### DOCUMENTO DE ORIGEN
= = =

El
oficio de profeta ni goza de buen crédito ni es en sí
saludable para quien intente ejercerlo. No es necesario
escarbar mucho la historia para comprobar este aserto:
¡El más triste destino del profeta es, ciertamente,
llegar a ver realizarse su profecía! Sobre todo cuando
los efectos de esa realización le abarcan, y tal es mi
caso por ser criollo, como ha de verse.
Pero, hay modos y maneras de practicar ese arriesgado
oficio. Se extienden desde traducir la inspiración
divina hasta ejercitar el sentido histórico. Aunque
estas potencias difieren en cuanto a la fuente de su
legitimidad, no cabe ignorar que tienen en común una
buena porción de inspiración. Sin embargo, sobrevive una
diferencia fundamental entre la inspiración divina y el
sentido histórico. La primera es súbita, perfecta e
infalible. El segundo se gesta lentamente, está cargado
de imperfecciones y es falible. Sin embargo, ambos son
necesarios. La primera para alimento del espíritu. El
segundo para el del intelecto.

= = =

### REQUISITOS DEL EJERCICIO
Por favor, transcribe el fragmento del texto sobre el oficio de profeta que va desde "Pero, hay modos" hasta "el del intelecto.".

### Registros de una colección
= = =

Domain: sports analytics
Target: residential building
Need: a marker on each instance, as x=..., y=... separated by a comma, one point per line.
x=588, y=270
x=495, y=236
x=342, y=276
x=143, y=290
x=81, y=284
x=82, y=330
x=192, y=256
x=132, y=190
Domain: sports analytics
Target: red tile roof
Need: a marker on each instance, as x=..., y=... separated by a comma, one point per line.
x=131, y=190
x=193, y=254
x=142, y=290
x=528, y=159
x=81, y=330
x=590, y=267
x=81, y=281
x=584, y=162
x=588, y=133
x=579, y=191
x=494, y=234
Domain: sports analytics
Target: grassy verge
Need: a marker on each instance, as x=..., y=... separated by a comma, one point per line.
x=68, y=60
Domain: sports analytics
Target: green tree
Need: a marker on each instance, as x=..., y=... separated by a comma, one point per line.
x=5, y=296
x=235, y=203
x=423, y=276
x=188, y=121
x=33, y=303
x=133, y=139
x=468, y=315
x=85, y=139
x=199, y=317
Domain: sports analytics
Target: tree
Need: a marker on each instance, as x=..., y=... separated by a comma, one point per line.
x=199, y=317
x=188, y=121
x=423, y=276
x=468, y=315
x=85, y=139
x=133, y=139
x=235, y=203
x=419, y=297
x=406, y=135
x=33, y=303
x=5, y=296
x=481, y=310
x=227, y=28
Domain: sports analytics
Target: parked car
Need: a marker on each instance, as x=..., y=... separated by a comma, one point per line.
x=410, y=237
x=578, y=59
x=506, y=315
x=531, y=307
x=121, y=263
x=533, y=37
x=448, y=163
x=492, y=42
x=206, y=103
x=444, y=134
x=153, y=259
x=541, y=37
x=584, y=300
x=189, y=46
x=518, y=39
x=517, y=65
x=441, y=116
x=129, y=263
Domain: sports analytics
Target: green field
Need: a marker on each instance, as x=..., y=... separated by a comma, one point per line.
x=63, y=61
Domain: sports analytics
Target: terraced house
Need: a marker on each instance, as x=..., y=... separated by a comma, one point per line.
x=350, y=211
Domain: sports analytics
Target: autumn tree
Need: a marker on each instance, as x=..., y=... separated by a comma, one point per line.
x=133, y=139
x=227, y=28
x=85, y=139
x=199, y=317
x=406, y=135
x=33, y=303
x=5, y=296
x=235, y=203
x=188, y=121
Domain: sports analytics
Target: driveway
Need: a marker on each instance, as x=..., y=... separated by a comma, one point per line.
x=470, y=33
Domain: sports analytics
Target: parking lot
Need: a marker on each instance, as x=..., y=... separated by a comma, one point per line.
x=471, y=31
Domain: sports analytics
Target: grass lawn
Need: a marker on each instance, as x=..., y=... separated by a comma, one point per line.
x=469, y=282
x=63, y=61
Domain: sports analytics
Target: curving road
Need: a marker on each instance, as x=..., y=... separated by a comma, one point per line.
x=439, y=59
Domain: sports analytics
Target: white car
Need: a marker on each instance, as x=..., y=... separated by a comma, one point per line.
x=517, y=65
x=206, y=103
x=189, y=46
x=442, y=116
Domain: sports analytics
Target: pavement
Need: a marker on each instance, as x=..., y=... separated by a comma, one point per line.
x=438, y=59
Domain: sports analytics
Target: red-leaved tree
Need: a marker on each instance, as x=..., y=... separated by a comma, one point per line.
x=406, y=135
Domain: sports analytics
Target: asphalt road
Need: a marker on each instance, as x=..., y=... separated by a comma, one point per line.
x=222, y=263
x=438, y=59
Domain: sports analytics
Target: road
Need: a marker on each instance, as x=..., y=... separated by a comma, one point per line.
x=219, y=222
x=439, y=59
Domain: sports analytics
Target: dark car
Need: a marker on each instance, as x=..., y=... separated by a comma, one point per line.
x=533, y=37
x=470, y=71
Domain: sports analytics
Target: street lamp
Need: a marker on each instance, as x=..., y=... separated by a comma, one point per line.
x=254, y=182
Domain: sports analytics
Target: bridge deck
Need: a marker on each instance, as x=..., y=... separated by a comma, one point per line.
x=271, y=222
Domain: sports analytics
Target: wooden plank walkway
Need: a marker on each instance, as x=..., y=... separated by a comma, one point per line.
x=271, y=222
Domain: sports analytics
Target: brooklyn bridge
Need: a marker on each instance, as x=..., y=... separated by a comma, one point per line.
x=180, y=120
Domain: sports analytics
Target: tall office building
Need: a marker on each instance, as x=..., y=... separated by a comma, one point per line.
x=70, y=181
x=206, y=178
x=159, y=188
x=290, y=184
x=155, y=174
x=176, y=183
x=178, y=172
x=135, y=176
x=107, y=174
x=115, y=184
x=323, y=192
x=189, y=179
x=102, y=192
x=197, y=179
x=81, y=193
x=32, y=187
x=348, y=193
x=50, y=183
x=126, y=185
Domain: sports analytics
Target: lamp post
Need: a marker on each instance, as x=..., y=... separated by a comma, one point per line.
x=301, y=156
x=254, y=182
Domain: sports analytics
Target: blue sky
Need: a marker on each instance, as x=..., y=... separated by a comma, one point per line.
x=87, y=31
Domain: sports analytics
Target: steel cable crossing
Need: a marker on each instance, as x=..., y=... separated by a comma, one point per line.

= = =

### EL RESULTADO
Pero, hay modos y maneras de practicar ese arriesgado
oficio. Se extienden desde traducir la inspiración
divina hasta ejercitar el sentido histórico. Aunque
estas potencias difieren en cuanto a la fuente de su
legitimidad, no cabe ignorar que tienen en común una
buena porción de inspiración. Sin embargo, sobrevive una
diferencia fundamental entre la inspiración divina y el
sentido histórico. La primera es súbita, perfecta e
infalible. El segundo se gesta lentamente, está cargado
de imperfecciones y es falible. Sin embargo, ambos son
necesarios. La primera para alimento del espíritu. El
segundo para el del intelecto.